**EXERCISE INSTRUCTIONS:**
Search the material below for "building" and copy every line where it occurs.

**DATA SUPPLIED:**

[Start of section]

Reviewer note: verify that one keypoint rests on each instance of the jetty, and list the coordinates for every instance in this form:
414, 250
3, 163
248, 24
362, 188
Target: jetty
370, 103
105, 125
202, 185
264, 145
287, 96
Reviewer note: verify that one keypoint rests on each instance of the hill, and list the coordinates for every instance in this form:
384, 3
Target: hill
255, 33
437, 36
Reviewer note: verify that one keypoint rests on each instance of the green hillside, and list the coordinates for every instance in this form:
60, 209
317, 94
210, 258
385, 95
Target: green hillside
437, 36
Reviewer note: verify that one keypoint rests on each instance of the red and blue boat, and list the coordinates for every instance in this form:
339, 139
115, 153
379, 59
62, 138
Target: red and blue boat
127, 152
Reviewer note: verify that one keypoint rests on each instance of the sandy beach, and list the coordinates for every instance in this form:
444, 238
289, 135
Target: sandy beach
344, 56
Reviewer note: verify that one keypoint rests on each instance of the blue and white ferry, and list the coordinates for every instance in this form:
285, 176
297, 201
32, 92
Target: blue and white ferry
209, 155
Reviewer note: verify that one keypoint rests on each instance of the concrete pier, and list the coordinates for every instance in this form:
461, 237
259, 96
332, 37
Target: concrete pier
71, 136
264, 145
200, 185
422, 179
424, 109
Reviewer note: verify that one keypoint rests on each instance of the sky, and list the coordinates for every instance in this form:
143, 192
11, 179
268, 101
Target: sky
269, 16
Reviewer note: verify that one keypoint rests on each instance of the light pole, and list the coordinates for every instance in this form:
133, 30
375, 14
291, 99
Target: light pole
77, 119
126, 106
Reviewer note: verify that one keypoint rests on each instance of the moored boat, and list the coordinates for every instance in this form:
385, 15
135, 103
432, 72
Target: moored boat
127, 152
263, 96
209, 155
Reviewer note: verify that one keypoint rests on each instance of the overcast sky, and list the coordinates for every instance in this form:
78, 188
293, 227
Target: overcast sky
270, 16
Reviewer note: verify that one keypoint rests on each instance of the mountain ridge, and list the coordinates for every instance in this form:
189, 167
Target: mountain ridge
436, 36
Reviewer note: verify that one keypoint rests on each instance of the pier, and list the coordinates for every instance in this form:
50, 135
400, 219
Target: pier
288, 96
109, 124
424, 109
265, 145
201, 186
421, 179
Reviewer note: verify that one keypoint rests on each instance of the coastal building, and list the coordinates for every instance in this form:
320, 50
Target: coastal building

[End of section]

**SOLVED EXERCISE:**
Reviewer note: verify that one keypoint rests on each instance of the coastal building, and list the coordinates for every instance in this form:
Target: coastal building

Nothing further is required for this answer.